Collected data entries
------------------------------------

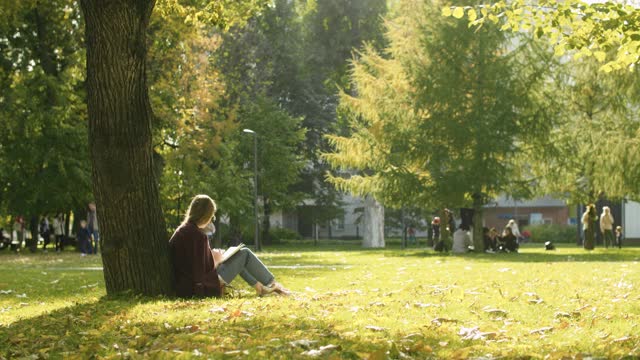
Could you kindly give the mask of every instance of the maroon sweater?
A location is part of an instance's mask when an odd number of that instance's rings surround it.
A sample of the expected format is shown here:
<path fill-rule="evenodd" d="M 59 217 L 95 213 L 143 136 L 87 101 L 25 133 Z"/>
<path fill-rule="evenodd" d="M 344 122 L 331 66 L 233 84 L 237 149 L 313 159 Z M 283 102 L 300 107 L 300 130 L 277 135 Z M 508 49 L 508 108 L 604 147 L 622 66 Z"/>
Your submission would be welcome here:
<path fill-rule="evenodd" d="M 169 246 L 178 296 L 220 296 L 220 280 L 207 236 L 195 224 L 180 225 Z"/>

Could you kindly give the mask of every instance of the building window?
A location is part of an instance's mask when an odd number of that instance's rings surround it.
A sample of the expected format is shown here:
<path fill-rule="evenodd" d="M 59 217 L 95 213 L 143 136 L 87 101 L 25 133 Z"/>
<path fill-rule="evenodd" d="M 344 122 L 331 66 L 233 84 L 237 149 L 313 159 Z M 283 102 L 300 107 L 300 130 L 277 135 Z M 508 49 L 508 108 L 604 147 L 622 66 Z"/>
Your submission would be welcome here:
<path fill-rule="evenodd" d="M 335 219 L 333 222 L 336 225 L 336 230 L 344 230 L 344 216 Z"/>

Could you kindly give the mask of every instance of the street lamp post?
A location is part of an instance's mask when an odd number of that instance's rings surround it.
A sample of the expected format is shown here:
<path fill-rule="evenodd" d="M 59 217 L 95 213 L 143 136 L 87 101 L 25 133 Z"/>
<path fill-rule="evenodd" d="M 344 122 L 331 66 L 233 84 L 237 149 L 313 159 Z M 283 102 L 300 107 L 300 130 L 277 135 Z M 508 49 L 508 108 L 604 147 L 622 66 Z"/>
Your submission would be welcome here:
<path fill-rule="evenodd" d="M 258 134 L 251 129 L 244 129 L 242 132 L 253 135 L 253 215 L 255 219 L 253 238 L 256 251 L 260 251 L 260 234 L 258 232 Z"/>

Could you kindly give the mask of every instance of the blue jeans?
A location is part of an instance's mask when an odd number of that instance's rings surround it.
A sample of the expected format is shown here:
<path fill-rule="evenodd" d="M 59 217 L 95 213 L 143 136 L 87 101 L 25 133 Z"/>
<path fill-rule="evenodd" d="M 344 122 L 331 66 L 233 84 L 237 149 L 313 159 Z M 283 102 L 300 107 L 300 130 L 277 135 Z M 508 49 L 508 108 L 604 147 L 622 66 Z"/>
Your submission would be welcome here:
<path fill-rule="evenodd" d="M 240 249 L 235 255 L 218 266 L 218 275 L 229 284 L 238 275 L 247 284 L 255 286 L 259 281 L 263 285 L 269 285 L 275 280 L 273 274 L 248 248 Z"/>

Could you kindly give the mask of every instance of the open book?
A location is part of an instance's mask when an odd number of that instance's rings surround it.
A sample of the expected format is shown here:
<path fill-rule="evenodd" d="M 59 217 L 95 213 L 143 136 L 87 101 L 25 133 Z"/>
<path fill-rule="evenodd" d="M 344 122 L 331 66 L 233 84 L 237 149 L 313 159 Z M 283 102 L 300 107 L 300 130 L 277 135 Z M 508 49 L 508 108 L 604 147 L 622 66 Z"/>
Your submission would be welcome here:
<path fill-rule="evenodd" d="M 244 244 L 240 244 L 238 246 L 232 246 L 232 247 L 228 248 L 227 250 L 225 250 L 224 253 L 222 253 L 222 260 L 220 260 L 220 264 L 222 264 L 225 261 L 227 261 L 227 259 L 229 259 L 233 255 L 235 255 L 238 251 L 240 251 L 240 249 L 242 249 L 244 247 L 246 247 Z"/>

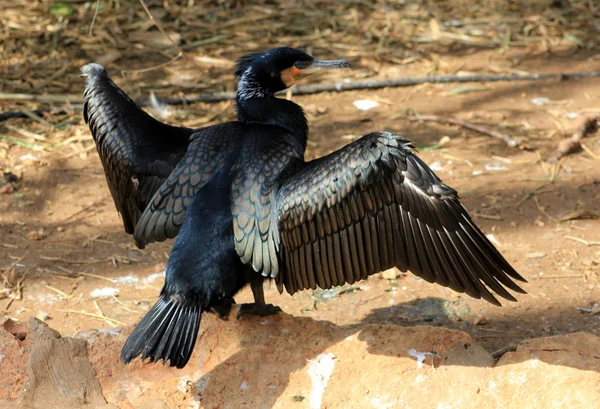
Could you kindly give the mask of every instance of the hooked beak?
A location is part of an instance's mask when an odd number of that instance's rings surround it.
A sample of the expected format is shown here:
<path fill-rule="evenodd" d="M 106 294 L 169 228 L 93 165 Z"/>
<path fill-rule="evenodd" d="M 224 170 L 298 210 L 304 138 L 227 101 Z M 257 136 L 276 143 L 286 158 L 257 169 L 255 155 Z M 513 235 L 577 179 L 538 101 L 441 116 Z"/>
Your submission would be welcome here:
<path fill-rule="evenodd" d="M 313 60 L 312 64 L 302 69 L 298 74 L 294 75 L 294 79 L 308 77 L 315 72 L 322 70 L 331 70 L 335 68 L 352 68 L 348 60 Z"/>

------------------------------------

[Task instructions]:
Which lines run from the one containing "the hooked beak?" to the end of the data? Output them exactly, with nothing added.

[Solution for this exercise]:
Could you kindly give the mask of every instance of the hooked beak?
A location is part of an instance's mask when an odd number of that instance's rings surround it.
A sample of the expected format is shown here:
<path fill-rule="evenodd" d="M 106 294 L 169 228 L 93 165 Z"/>
<path fill-rule="evenodd" d="M 224 170 L 298 210 L 304 138 L 227 101 Z M 257 136 L 276 143 L 286 158 L 257 169 L 255 155 Z M 513 235 L 577 179 L 538 101 L 441 116 Z"/>
Your submission would be welcome here:
<path fill-rule="evenodd" d="M 313 60 L 312 64 L 302 69 L 298 74 L 294 75 L 294 79 L 308 77 L 315 72 L 322 70 L 331 70 L 335 68 L 352 68 L 348 60 Z"/>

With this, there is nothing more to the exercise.